> **WHAT THIS TASK INVOLVES**
Please write out the data exactly, line by line.

> **EXTRACTED INFORMATION**
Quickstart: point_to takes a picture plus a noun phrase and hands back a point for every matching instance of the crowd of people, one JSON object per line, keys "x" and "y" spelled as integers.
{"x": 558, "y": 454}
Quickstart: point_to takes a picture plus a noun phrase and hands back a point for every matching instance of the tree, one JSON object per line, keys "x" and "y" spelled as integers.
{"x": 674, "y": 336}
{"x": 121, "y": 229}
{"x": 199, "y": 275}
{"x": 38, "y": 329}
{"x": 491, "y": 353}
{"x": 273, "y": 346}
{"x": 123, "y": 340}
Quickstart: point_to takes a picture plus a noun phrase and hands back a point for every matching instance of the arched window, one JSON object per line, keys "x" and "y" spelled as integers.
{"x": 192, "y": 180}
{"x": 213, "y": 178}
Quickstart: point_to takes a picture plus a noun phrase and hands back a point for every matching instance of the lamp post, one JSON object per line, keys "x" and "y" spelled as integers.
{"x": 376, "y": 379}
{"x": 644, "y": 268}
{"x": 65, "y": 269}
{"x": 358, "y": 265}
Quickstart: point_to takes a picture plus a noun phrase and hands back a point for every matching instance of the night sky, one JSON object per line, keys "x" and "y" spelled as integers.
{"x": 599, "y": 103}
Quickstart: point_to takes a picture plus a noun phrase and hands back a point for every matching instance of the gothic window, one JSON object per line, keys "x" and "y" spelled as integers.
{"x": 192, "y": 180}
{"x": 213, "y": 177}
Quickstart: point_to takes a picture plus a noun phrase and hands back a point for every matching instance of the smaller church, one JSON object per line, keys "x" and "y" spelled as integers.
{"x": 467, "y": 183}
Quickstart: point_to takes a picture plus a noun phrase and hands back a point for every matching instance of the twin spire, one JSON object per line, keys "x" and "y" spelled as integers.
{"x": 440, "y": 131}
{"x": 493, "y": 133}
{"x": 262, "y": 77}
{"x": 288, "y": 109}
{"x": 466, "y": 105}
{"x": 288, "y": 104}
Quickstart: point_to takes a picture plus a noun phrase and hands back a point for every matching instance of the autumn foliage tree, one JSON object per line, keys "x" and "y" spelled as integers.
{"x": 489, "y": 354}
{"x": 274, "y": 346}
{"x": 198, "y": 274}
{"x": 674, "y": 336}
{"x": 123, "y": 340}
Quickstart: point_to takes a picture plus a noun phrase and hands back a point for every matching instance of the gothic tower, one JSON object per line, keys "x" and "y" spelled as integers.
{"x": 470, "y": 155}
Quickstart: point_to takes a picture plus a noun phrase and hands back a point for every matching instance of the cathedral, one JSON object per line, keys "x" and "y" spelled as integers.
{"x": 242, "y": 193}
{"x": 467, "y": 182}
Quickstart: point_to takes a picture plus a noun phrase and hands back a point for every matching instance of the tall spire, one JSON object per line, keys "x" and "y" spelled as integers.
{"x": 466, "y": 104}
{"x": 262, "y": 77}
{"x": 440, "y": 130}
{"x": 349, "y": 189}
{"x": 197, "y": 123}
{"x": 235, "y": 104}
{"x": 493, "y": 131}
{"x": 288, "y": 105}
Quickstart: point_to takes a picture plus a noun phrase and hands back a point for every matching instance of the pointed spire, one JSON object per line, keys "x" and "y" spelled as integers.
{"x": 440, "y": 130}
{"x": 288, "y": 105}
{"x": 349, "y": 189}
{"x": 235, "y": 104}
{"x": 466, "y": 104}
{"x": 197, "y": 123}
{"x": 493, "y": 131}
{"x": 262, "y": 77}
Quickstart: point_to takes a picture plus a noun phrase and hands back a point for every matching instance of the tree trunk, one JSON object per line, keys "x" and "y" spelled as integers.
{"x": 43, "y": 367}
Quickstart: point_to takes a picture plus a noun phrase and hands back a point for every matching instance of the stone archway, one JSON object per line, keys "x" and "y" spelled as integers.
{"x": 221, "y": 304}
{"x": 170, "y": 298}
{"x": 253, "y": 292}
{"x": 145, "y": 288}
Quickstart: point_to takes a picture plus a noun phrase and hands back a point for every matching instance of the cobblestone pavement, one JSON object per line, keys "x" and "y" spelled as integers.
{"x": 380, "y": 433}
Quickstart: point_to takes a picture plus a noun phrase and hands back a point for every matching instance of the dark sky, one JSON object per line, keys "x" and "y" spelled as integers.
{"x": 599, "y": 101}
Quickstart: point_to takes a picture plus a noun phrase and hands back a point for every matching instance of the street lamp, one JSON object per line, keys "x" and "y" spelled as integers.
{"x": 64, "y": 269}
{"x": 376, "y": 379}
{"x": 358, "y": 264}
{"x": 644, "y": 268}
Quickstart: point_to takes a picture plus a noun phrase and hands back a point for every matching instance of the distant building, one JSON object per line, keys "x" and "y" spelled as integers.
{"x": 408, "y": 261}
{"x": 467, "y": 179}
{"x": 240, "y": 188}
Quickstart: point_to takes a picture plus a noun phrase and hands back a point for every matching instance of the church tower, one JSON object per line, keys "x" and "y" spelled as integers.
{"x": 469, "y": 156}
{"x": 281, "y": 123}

> **REPLY**
Quickstart: point_to takes a picture plus a noun phrase and hands back a point for every matching instance of the crowd of people, one JSON object per line, keys "x" and "y" spelled as integers.
{"x": 558, "y": 454}
Quickstart: point_to takes a picture plus a noun phrase and hands back a point for every matching instance of the tree, one JSON object per line, keys "x" and "y" spelled as integers.
{"x": 674, "y": 336}
{"x": 121, "y": 229}
{"x": 199, "y": 275}
{"x": 38, "y": 329}
{"x": 491, "y": 353}
{"x": 273, "y": 346}
{"x": 123, "y": 340}
Quickstart: point_to takes a picture plus a noun phrase and hands back a point for every matching instance of the arched window, one JSON object per line, keys "x" and "y" spelled as integers.
{"x": 192, "y": 180}
{"x": 213, "y": 178}
Quickstart: point_to takes a picture plus a noun phrase and hands back a point for every matching instance of the lamp post, one JSON object per line, keys "x" and "y" spelled as integers.
{"x": 376, "y": 379}
{"x": 644, "y": 268}
{"x": 65, "y": 269}
{"x": 358, "y": 265}
Quickstart: point_to takes a picture plus a noun phrase and hands back a point for every matching instance of the night sky, one JSON object per line, keys "x" and "y" spelled as integers.
{"x": 599, "y": 103}
Quickstart: point_to takes a picture plus a noun phrase and hands back a point for every matching instance of the gothic window, one JSON object per line, keys "x" and "y" spelled as integers.
{"x": 192, "y": 180}
{"x": 213, "y": 177}
Quickstart: point_to takes a picture plus a noun phrase and hands back a point for every matching instance of the smaller church, one JSON object per line, keys "x" and "y" spelled as integers.
{"x": 467, "y": 183}
Quickstart: point_to takes a picture plus a noun phrase and hands back a point for every matching instance of the twin spire, one JSON object per line, keys "x" and "y" spelled as integers.
{"x": 440, "y": 131}
{"x": 493, "y": 133}
{"x": 262, "y": 77}
{"x": 288, "y": 109}
{"x": 466, "y": 105}
{"x": 288, "y": 104}
Quickstart: point_to takes a picture plus a noun phrase and hands back a point for every matching instance of the autumn foliage tree, one JSON object per line, keys "x" and "y" spelled as integers.
{"x": 489, "y": 354}
{"x": 274, "y": 346}
{"x": 198, "y": 274}
{"x": 674, "y": 336}
{"x": 123, "y": 340}
Quickstart: point_to takes a picture plus a noun phrase and hands back a point for every matching instance of the gothic tower, one JSON object per line, keys "x" and "y" spelled as integers.
{"x": 470, "y": 155}
Quickstart: point_to takes a picture plus a noun phrase and hands back a point for every matching instance of the cathedral, one JSON object per line, keys "x" and "y" spelled as integers.
{"x": 242, "y": 193}
{"x": 467, "y": 182}
Quickstart: point_to takes a picture plus a noun phrase and hands back a point for every matching instance of the tall spire, one JSON object per line, keys "x" and "y" spelled as integers.
{"x": 466, "y": 104}
{"x": 262, "y": 77}
{"x": 440, "y": 130}
{"x": 349, "y": 189}
{"x": 197, "y": 123}
{"x": 235, "y": 104}
{"x": 493, "y": 131}
{"x": 288, "y": 105}
Quickstart: point_to takes a picture plus a noun phrase and hands back a point for every matching instance of the pointed spire, one JSON object per line, keys "x" and "y" spelled as integers.
{"x": 440, "y": 130}
{"x": 288, "y": 105}
{"x": 349, "y": 189}
{"x": 235, "y": 104}
{"x": 466, "y": 104}
{"x": 197, "y": 123}
{"x": 493, "y": 131}
{"x": 262, "y": 77}
Quickstart: point_to takes a picture plus a noun phrase and hands back a point for every matching instance of the tree trunk, one JSON object per line, keys "x" and "y" spelled as integers.
{"x": 43, "y": 367}
Quickstart: point_to takes a picture plus a noun phrase and hands back a point for every matching instance of the stone archway, one JSON object per line, keys "x" and "y" spelled as integers.
{"x": 221, "y": 304}
{"x": 170, "y": 298}
{"x": 253, "y": 292}
{"x": 145, "y": 288}
Quickstart: point_to takes a picture plus a noun phrase and hands back a point for every matching instance of the cobblestone pavement, one JSON object per line, keys "x" and "y" spelled as integers.
{"x": 380, "y": 433}
Quickstart: point_to takes a picture plus a noun phrase and hands back a point for every matching instance of the dark sky, one JSON object per line, keys "x" and "y" spelled as integers.
{"x": 599, "y": 101}
Quickstart: point_to takes a picture plus a noun phrase and hands back a point for every matching instance of the street lamp, one JSON object per line, keys "x" and "y" spelled as integers.
{"x": 64, "y": 269}
{"x": 376, "y": 379}
{"x": 358, "y": 264}
{"x": 644, "y": 268}
Quickstart: point_to takes a picture plus a noun phrase and hands back a point for every matching instance of the distant building, one JSON object per line, keys "x" and "y" spelled as integers.
{"x": 408, "y": 261}
{"x": 467, "y": 179}
{"x": 240, "y": 188}
Quickstart: point_to takes a picture plus a noun phrase and hands back a point for every matching instance of the church tower, one JSON object per line, keys "x" and "y" spelled as integers.
{"x": 469, "y": 156}
{"x": 281, "y": 123}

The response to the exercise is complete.